> [Text]:
::::::::

Bonds one factor in San Diego mayor's proposals on homelessness

LOS ANGELES — San Diego Mayor Kevin Faulconer took aim at homelessness and police retention problems in his State of the City speech as he vowed to look for new solutions to existing problems.

Faulconer took a hard line Thursday night in discussing homelessness saying the city will “no longer tolerate the use of a sidewalk, a riverbed or a tarp as a home.”

Affordable housing advocates announced earlier in the week plans for a bond measure and the mayor has been drumming up support for a bond measure he proposed last year.

San Diego Mayor Kevin Faulconer

The $900 million bond measure proposed for the November ballot by the San Diego Housing Federation would fund 7,500 subsidized apartments and provide services.

They would be general obligation bonds backed by a dedicated property tax levy. The mayor’s bond measure proposed for November would raise hotel taxes to expand the convention center, repair roads and address homelessness.

::::::::

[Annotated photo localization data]
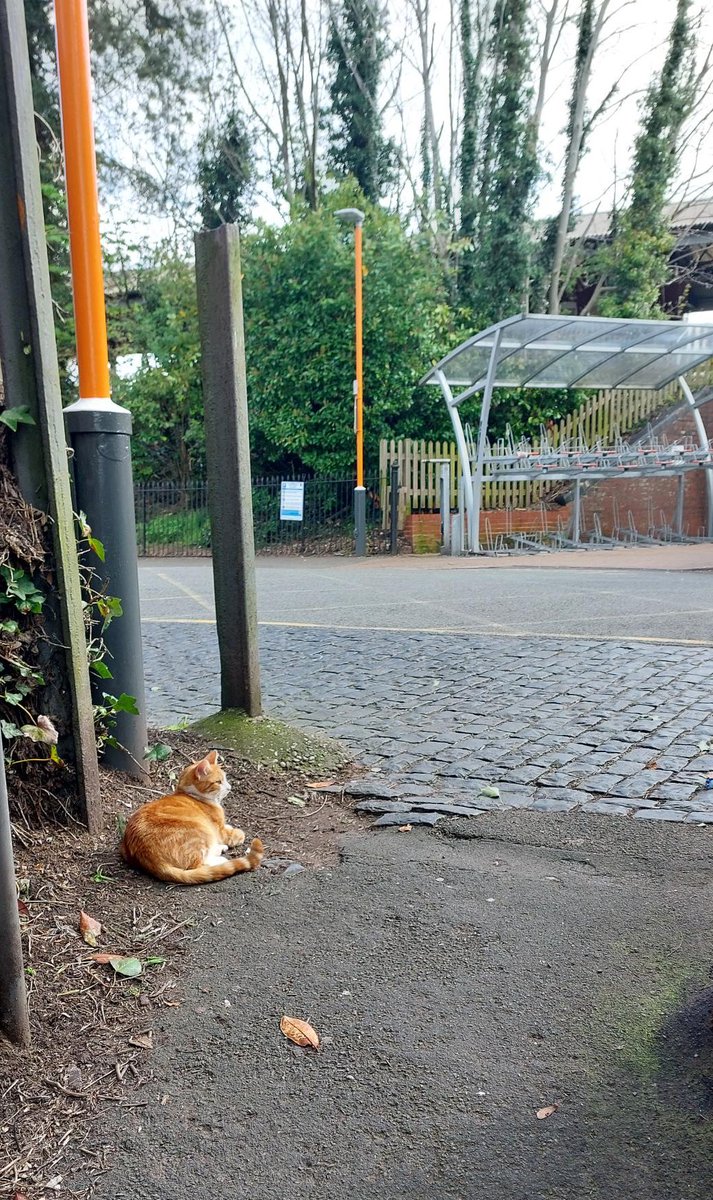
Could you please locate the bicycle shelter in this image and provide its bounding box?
[420,313,713,553]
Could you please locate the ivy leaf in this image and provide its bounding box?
[0,404,35,433]
[144,742,173,762]
[96,596,124,634]
[86,534,107,563]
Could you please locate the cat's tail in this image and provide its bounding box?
[155,838,265,883]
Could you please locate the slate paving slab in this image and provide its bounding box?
[371,812,443,829]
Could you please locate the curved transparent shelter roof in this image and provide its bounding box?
[421,313,713,404]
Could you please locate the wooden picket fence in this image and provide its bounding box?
[379,366,712,528]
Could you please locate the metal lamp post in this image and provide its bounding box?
[54,0,146,776]
[335,209,366,558]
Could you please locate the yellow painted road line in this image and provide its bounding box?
[156,571,212,612]
[142,617,713,648]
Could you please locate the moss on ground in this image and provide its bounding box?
[191,708,349,772]
[617,964,690,1078]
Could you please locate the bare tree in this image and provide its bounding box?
[547,0,610,313]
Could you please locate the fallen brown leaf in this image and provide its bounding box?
[79,912,102,946]
[280,1016,319,1050]
[128,1030,154,1050]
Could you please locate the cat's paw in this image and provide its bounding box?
[247,838,265,871]
[226,826,245,846]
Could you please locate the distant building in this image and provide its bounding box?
[562,198,713,314]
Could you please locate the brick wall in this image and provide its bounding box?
[573,400,713,536]
[403,397,713,553]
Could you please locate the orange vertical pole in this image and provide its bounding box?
[54,0,109,400]
[354,222,364,487]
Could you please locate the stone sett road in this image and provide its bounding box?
[134,550,713,823]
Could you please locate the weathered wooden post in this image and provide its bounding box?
[196,224,262,716]
[0,0,101,830]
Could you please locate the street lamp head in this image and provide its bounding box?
[335,209,364,226]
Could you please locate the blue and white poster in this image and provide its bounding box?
[280,479,305,521]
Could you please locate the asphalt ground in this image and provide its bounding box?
[139,550,713,647]
[85,812,713,1200]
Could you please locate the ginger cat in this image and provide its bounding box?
[119,750,264,883]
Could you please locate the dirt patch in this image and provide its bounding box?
[657,988,713,1121]
[0,732,364,1200]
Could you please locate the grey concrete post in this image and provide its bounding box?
[0,738,30,1045]
[196,226,262,716]
[65,400,146,778]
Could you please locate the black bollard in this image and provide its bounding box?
[65,400,146,778]
[0,738,30,1045]
[389,462,399,554]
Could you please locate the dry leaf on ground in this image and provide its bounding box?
[280,1016,319,1050]
[128,1030,154,1050]
[79,912,102,946]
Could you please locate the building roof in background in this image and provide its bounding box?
[568,197,713,241]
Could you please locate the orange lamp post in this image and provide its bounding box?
[335,209,366,558]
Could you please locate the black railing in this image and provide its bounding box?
[134,476,389,557]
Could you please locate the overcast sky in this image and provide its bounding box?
[101,0,713,240]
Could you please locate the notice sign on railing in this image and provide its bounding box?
[280,479,305,521]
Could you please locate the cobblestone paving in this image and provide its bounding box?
[140,624,713,823]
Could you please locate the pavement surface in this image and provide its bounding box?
[140,547,713,823]
[94,811,713,1200]
[95,552,713,1200]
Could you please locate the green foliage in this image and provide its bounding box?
[463,0,538,325]
[0,404,35,433]
[138,509,210,548]
[198,112,254,229]
[238,186,450,476]
[0,565,46,613]
[599,0,694,318]
[326,0,394,202]
[459,0,480,246]
[115,185,451,475]
[144,742,173,763]
[114,248,205,484]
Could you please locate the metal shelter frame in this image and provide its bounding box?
[420,313,713,553]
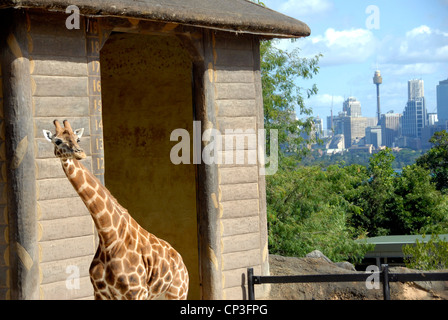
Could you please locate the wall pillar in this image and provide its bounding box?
[0,10,39,299]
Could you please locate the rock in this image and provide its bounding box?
[334,261,356,271]
[268,252,448,300]
[306,250,332,263]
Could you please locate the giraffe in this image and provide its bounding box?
[43,120,189,300]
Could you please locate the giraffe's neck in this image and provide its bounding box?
[61,159,129,247]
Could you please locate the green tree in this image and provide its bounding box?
[266,165,369,262]
[402,235,448,270]
[389,164,448,234]
[417,130,448,193]
[349,148,395,236]
[260,40,321,154]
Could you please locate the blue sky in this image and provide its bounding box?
[264,0,448,127]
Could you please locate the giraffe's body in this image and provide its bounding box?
[44,121,188,299]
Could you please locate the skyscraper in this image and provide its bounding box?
[373,70,383,125]
[402,80,427,138]
[408,79,425,101]
[381,112,402,148]
[437,79,448,124]
[342,97,361,117]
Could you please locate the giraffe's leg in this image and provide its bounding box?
[165,267,189,300]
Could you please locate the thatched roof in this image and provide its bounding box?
[0,0,310,37]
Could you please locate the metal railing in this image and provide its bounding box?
[247,264,448,300]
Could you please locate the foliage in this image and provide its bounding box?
[416,130,448,193]
[260,40,321,154]
[348,149,448,237]
[402,235,448,270]
[301,149,422,170]
[266,159,369,262]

::::::::

> [What you need to do]:
1 - According to the article on San Diego's homelessness bonds, what would the mayor's proposed bond measure raise hotel taxes to pay for? Answer in one to three sentences.
2 - Please copy the article on San Diego's homelessness bonds between "LOS ANGELES —" and "proposed last year.", inclusive.
The records aren't needed for anything here.

> [Task solutions]:
1 - The mayor's bond measure would raise hotel taxes to expand the convention center, repair roads and address homelessness.

2 -
LOS ANGELES — San Diego Mayor Kevin Faulconer took aim at homelessness and police retention problems in his State of the City speech as he vowed to look for new solutions to existing problems.

Faulconer took a hard line Thursday night in discussing homelessness saying the city will “no longer tolerate the use of a sidewalk, a riverbed or a tarp as a home.”

Affordable housing advocates announced earlier in the week plans for a bond measure and the mayor has been drumming up support for a bond measure he proposed last year.